* [Work to complete]
- A) Which geophysical problems does the derivation chapter name as areas where this type of problem arises?
- B) Pick up the derivation chapter on the FEM4EllipticPDE finite element module where it stops, and continue it.

--- Start of Supplied passage ---

FEM4EllipticPDE/dox/chapters/derivation.tex

\chapter{Derivation}

\section{Problem Statement}
FEM4EllipticPDE is a Lemma module implementing a Galerkin finite element solution to a family of commonly encountered 
elliptic  problems taking the form
%Considering the uniformly elliptic Dirichlet BVP: 
\begin{eqnarray}
	\label{eq:scheme}
	-\nabla \cdot \left( \sigma(\mathbf{r}) \nabla u(\mathbf{r}) \right) = g(\mathbf{r}) & \mathop{\forall}_{u \in \Omega} \\
	u = 0                                            & \mathop{\forall}_{u \in \partial \Omega} 
\end{eqnarray}

Where $0 < \sigma_{min} \leq \sigma(\mathbf{r}) \leq \sigma_{max} \ll \infty $  and $\Omega \in \mathbb{R}^3$. When $\sigma \equiv 1$, this 
reduces to Poisson's equation $\left( \nabla^2 u  = g \right)$. These types of problem arises in several areas of geophysics: gravitational or magnetic potentials 
obey Poisson's equation, while the more general form can be used to solve electrostatic (DC and SP) problems.

--- End of Supplied passage ---
--- Start of Data block ---

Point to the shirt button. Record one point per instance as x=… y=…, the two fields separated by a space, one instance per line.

--- End of Data block ---

* [Outputs]
- A)
- Gravitational potentials
- Magnetic potentials
- Electrostatic (DC and SP) problems

- B)
\begin{enumerate}
	\item The Galerkin finite element method is defined by reposing the global problem in terms of numerous local ones through the use of 
	appropriate test functions. 
	\begin{itemize}

		\item Test functions $v$ must be from a suitable subspace. 
		In this case, due to the Dirichlet boundary conditions,
		\[
			v  \in H^a_b(\Omega)
		\]
		meet our requirements. $H^a_b$ represents the subspace of weakly differentiable functions that are zero valued at $a$, and $b$
		and $\textgoth{V}$ represents the actual functions. % Hilbert space.

		The 3D variational problem may be written

%		\[
%				-\nabla \cdot \left( \sigma(\mathbf{r}) \nabla u(\mathbf{r}) \right) = g(\mathbf{r}) & \mathop{\forall}_{u \in \Omega} \\
%	u = 0                                            & \mathop{\forall}_{u \in \partial \Omega} 
%
		%\] 
		\[
		  \int	-v \nabla \cdot \sigma  \nabla u = v g.
		\]
		This can be simplified 
		\[
			\int_a^b \sigma \frac{du}{dx} \frac{dv}{dx} dx = v g
		\]
		The proof of which follows below. 
		%\item The variational form may be found by multiplying the elliptic PDE by any arbitrary
		%\[ 
		%	v \in H_a^b(\Omega)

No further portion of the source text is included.